* Task *
Copy out the data below line for line, with no changes.

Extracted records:

——

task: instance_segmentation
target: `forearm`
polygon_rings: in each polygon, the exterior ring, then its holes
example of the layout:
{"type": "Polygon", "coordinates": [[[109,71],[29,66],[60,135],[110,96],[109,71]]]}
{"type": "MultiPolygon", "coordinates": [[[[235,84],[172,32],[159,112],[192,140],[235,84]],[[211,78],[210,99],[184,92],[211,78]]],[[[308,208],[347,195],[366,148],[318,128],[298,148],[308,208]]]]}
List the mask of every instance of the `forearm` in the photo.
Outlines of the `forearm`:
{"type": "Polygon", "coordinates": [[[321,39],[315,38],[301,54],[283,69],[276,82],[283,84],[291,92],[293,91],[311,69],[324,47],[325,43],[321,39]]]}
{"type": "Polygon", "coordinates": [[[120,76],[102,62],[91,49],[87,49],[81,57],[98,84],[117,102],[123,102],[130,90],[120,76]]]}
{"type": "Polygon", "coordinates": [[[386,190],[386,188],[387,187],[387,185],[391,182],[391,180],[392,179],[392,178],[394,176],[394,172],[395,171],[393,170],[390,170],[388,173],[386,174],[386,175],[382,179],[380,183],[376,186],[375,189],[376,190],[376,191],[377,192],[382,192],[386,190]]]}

——

* The answer *
task: instance_segmentation
target: `forearm`
polygon_rings: in each polygon, the exterior ring, then its holes
example of the layout:
{"type": "Polygon", "coordinates": [[[109,71],[29,66],[60,135],[110,96],[109,71]]]}
{"type": "MultiPolygon", "coordinates": [[[[235,84],[172,32],[159,112],[192,140],[235,84]],[[211,78],[210,99],[184,92],[211,78]]],[[[308,208],[347,195],[366,148],[318,128],[298,148],[308,208]]]]}
List the mask of every instance of the `forearm` in the photo.
Outlines of the `forearm`:
{"type": "Polygon", "coordinates": [[[321,39],[315,38],[301,54],[283,69],[276,82],[283,84],[291,92],[293,91],[311,69],[324,47],[325,43],[321,39]]]}
{"type": "Polygon", "coordinates": [[[120,76],[102,62],[91,49],[87,49],[81,57],[98,84],[117,102],[123,102],[130,90],[120,76]]]}
{"type": "Polygon", "coordinates": [[[386,190],[386,188],[387,187],[387,185],[391,182],[391,180],[392,179],[392,178],[394,176],[394,172],[395,171],[393,170],[390,170],[388,173],[386,174],[386,175],[382,179],[380,183],[376,186],[375,189],[376,190],[376,191],[377,192],[382,192],[386,190]]]}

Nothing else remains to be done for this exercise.